**Passage shown:**
=== Begin Enclosure ===

News And Updates
Phosphate Environmental Impact Statement Needed
Published By: ManaSota-88
Please Write to:
Colonel Alfred A. Pantano, Jr., District Commander U. S. Army Corps of Engineers, Jacksonville District P. O. Box 4970 701 San Marco Blvd. Jacksonville, FL 32207
A regional phosphate environmental impact statement needs to be done by the Army Corps of Engineers before consideration is given to any additional phosphate mine permits. The current review process focuses on the details of a proposed individual mine site without examining the combined impacts of past, present and future phosphate mining activities within the region.
Over 100,000 acres of phosphate mining has already occurred in the Peace River watershed, nearly 60,000 additional acres of mining is projected to occur.
The cumulative impacts on regional drinking water demands need to be assessed. We must know how the proposed South Fort Meade & Ona mining project will affect the water demands of the people of Manatee, Sarasota, DeSoto and Charlotte Counties.
The South Fort Meade mine represents a piecemeal approach to permitting, this piecemeal approach does not adequately protect the environment or the public’s health. Water pollution from mining water run-off, air pollution, degradation of the water quality of surface and ground waters, and the long term destruction of natural habitats is possible if additional phosphate mining expansion is approved.
Even before mining begins, the water resource is changed when all vegetation is stripped from the mining area, natural flow patterns and storage capacities are demolished, as are natural recharge areas.
Mining destroys natural watersheds and the natural order of the soil's layers from top to bottom of the mined-out zone. Topsoil's are obliterated, breaking up the water-holding hard pan underlying the area. Mining so changes soil profiles and land contours as to permanently alter surface drainage patterns. Reclamation cannot restore these systems.
There will be a reduction in the overall area of wildlife habitat as phosphate strip mining progresses. A significant percentage (30% to 45%) of phosphate mine sites are utilized as clay settling areas (toxic slime ponds) with an active life of 10 to 15 years.
Toxic slime ponds have low infiltration, high surface runoff, and little base flow. There is clear and convincing evidence that phosphate mining has had a significant impact on the Peace River. Past phosphate mines have left behind a legacy of toxic slime ponds with soils that are less previous because of their clay content. Phosphate mining can, and has impacted the Peace River base flow. Ground water recharge and movement through a clay settling area is significantly less than in natural conditions. As early as 1993, it was known that water levels in clay settling areas respond more slowing to rainfall recharge.
As public awareness of the negative impact of the phosphate industry on the environment and our drinking waters supplies increases, the need to reduce strip mining in the Peace River basin will become evident.

=== End Enclosure ===

**Raw data:**
=== Begin Enclosure ===

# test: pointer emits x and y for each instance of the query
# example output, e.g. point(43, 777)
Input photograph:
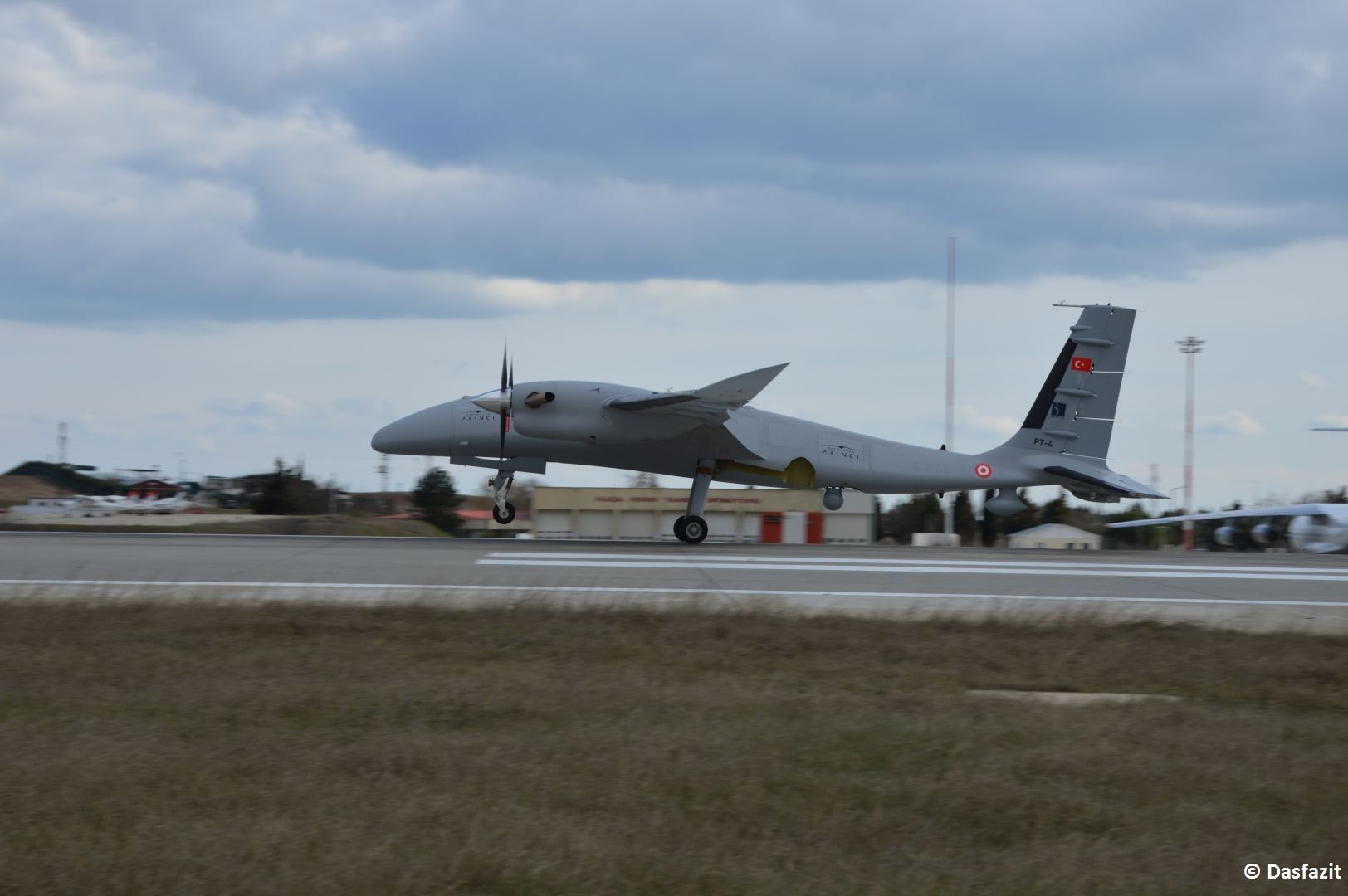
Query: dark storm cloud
point(369, 159)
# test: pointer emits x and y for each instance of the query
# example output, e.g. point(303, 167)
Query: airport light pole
point(950, 369)
point(1189, 347)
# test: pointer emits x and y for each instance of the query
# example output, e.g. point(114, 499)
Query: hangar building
point(784, 516)
point(1056, 537)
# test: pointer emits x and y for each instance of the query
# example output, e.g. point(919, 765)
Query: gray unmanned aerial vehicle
point(713, 434)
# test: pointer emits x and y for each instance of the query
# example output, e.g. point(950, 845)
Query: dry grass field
point(309, 749)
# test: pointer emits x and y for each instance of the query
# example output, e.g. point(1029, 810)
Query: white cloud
point(991, 423)
point(1231, 423)
point(1313, 380)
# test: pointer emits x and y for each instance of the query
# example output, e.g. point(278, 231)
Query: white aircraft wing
point(713, 402)
point(1290, 509)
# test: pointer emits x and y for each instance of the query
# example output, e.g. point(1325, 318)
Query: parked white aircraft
point(712, 434)
point(1315, 528)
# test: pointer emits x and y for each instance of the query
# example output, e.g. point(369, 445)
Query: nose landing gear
point(505, 511)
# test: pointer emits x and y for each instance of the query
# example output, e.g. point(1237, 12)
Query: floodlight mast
point(1189, 347)
point(950, 369)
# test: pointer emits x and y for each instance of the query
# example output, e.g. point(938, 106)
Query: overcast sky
point(237, 231)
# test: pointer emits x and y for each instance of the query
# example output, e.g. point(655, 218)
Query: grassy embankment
point(285, 749)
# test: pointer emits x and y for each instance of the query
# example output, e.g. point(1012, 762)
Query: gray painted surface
point(1255, 592)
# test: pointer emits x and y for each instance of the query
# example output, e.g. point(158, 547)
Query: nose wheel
point(691, 530)
point(501, 511)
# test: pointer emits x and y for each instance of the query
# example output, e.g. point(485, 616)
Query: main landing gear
point(691, 528)
point(503, 512)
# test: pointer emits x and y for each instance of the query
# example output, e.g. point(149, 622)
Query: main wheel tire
point(695, 530)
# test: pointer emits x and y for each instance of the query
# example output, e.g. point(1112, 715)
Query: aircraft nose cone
point(427, 433)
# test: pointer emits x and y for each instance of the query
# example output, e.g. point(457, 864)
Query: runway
point(1259, 592)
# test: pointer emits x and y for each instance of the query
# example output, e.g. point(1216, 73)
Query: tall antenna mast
point(1189, 347)
point(950, 368)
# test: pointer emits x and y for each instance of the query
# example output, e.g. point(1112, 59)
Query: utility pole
point(1189, 347)
point(950, 369)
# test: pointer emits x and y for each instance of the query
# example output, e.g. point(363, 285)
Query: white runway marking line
point(759, 559)
point(946, 567)
point(688, 592)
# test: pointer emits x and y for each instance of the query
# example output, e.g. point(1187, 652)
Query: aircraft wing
point(712, 402)
point(1290, 509)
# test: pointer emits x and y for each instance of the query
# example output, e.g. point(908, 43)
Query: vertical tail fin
point(1073, 412)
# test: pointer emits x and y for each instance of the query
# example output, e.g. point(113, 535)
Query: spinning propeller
point(503, 401)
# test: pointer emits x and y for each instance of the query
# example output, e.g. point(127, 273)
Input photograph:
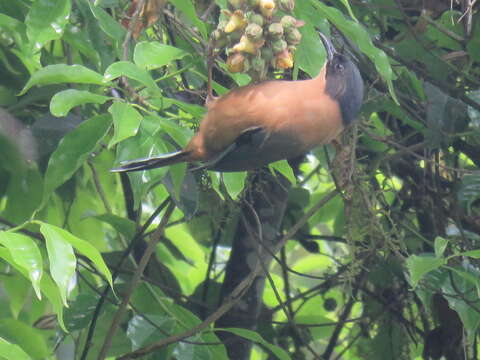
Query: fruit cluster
point(256, 36)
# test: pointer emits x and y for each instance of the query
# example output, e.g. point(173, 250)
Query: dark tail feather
point(153, 162)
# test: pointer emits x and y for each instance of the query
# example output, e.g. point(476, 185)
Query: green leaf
point(65, 100)
point(284, 168)
point(47, 286)
point(349, 9)
point(12, 351)
point(82, 246)
point(440, 245)
point(15, 28)
point(28, 338)
point(181, 135)
point(52, 293)
point(254, 336)
point(18, 290)
point(152, 55)
point(62, 260)
point(24, 194)
point(234, 182)
point(472, 253)
point(108, 24)
point(188, 8)
point(132, 71)
point(46, 21)
point(126, 121)
point(26, 254)
point(124, 226)
point(73, 150)
point(469, 190)
point(418, 266)
point(79, 314)
point(61, 73)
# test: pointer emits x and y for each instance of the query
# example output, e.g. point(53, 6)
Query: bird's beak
point(328, 47)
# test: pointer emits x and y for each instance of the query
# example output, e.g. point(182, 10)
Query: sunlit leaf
point(126, 121)
point(108, 24)
point(65, 100)
point(82, 246)
point(234, 182)
point(12, 351)
point(27, 337)
point(62, 259)
point(440, 245)
point(418, 266)
point(73, 150)
point(132, 71)
point(46, 20)
point(152, 55)
point(25, 253)
point(62, 73)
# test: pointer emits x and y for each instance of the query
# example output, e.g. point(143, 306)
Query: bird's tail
point(153, 162)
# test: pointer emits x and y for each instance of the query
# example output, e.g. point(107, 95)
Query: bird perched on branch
point(255, 125)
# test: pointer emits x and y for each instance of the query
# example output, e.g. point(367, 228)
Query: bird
point(254, 125)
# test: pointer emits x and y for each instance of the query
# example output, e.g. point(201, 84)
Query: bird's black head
point(343, 82)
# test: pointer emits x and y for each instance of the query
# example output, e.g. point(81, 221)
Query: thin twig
point(99, 188)
point(235, 295)
point(116, 272)
point(135, 280)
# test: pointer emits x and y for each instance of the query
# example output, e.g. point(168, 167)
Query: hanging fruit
point(256, 37)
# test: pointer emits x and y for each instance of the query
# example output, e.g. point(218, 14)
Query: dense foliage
point(365, 251)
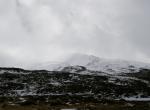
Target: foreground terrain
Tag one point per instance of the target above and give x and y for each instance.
(73, 87)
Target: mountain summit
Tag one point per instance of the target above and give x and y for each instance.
(94, 63)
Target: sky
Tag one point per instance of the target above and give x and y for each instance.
(35, 31)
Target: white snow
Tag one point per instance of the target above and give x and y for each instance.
(110, 66)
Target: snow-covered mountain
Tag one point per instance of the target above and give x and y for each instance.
(91, 62)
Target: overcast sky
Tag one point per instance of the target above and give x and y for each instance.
(34, 31)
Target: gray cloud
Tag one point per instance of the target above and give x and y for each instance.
(45, 30)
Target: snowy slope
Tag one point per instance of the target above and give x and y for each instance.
(91, 62)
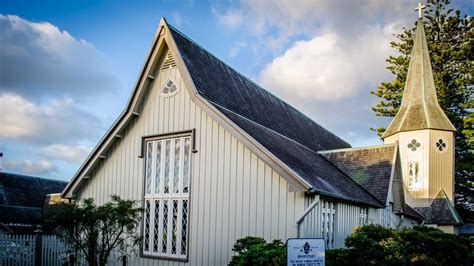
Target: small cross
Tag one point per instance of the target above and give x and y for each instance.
(419, 8)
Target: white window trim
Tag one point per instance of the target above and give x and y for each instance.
(152, 195)
(328, 223)
(170, 94)
(363, 216)
(445, 148)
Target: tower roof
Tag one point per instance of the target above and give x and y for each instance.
(419, 108)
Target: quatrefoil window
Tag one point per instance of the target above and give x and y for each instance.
(441, 145)
(169, 88)
(413, 145)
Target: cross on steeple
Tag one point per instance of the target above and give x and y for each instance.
(419, 8)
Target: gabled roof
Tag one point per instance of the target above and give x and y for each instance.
(419, 108)
(226, 88)
(22, 197)
(370, 167)
(441, 211)
(284, 131)
(291, 139)
(324, 178)
(410, 212)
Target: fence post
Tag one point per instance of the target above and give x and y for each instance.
(38, 247)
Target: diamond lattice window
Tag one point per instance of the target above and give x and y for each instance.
(166, 212)
(328, 223)
(413, 176)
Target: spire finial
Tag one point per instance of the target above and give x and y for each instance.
(419, 8)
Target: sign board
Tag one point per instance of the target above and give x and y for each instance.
(305, 252)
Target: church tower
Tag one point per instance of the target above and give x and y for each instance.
(423, 132)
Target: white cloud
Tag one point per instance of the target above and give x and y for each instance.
(327, 67)
(74, 154)
(234, 50)
(231, 18)
(57, 121)
(324, 56)
(39, 59)
(28, 167)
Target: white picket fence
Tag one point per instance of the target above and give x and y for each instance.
(21, 250)
(17, 250)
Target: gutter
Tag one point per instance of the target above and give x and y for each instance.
(305, 213)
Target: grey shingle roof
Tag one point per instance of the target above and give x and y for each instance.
(22, 197)
(280, 128)
(370, 167)
(409, 211)
(224, 87)
(311, 166)
(441, 211)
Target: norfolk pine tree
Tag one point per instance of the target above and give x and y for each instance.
(450, 42)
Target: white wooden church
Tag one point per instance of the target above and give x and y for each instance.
(214, 157)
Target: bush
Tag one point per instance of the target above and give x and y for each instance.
(256, 251)
(370, 245)
(376, 245)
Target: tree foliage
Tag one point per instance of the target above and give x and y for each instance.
(377, 245)
(451, 46)
(96, 230)
(256, 251)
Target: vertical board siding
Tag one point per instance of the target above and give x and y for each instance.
(345, 221)
(233, 192)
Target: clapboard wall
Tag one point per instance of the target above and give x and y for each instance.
(234, 193)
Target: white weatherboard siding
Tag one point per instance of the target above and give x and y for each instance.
(346, 218)
(233, 192)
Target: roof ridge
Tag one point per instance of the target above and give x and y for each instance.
(358, 148)
(33, 177)
(349, 177)
(253, 82)
(269, 129)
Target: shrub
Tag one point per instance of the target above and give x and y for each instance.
(376, 245)
(256, 251)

=== End Enclosure ===

**Directions:**
Answer these questions from the phosphate mining text above.
(a) How many acres of phosphate mining have already occurred in the Peace River watershed?
(b) What percentage of phosphate mine sites are used as clay settling areas?
(c) Which counties' water demands does the text say the South Fort Meade & Ona project may affect?

**Exercise response:**
(a) Over 100,000 acres.
(b) 30% to 45%.
(c) Manatee, Sarasota, DeSoto and Charlotte Counties.